DATA EXCERPTS.
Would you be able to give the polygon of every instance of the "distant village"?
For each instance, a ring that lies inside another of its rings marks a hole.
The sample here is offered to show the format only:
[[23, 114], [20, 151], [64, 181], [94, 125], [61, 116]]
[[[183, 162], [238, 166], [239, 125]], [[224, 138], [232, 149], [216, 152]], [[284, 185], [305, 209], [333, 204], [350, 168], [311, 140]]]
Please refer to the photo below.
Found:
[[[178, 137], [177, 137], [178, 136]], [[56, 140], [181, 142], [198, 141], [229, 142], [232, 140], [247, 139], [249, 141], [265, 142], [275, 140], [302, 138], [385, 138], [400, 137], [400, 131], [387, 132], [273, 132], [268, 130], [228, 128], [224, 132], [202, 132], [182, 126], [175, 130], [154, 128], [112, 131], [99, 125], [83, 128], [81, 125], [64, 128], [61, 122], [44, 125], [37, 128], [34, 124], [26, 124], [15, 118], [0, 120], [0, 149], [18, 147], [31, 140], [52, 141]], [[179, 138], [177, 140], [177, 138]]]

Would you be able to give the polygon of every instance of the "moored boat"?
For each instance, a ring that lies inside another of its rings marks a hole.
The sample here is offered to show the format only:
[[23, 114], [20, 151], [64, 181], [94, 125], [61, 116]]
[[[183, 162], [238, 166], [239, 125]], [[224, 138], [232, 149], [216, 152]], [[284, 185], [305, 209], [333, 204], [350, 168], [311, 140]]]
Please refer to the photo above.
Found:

DESCRIPTION OF THE TASK. Revise the records above so that each occurrence of "polygon" reads "outline", leaving every other part of the lines unchanged.

EXERCISE RESULT.
Would you be able to give the outline of every instance of the "distant village"?
For each instance, a ring that lies inside another of its rings marks a hole.
The sample here is offered to show the format only:
[[23, 114], [20, 151], [64, 181], [94, 125], [61, 116]]
[[[183, 162], [238, 166], [239, 125]], [[224, 138], [232, 149], [216, 152]], [[284, 185], [305, 209], [333, 204], [350, 168], [311, 140]]]
Please refer to the photo below.
Found:
[[[178, 137], [177, 137], [178, 136]], [[56, 140], [181, 142], [198, 141], [229, 142], [232, 140], [247, 139], [249, 141], [265, 142], [275, 140], [302, 138], [385, 138], [400, 137], [400, 131], [387, 132], [273, 132], [268, 130], [228, 128], [224, 132], [202, 132], [182, 126], [175, 130], [154, 128], [112, 131], [99, 125], [83, 128], [81, 125], [64, 128], [61, 122], [44, 125], [37, 128], [34, 124], [26, 124], [15, 118], [0, 120], [0, 149], [18, 147], [31, 140], [52, 141]], [[179, 138], [177, 140], [177, 138]]]

Would you be able to give the outline of every instance of the "moored boat"?
For each instance, a ring that lies inside another of its rings marks a hole.
The sample here is offered to show the format only:
[[23, 114], [20, 151], [64, 181], [94, 125], [61, 116]]
[[[183, 162], [238, 166], [239, 125]], [[224, 138], [232, 149], [216, 152]], [[284, 185], [305, 209], [333, 204], [350, 168], [311, 140]]]
Please refer to the photo above.
Found:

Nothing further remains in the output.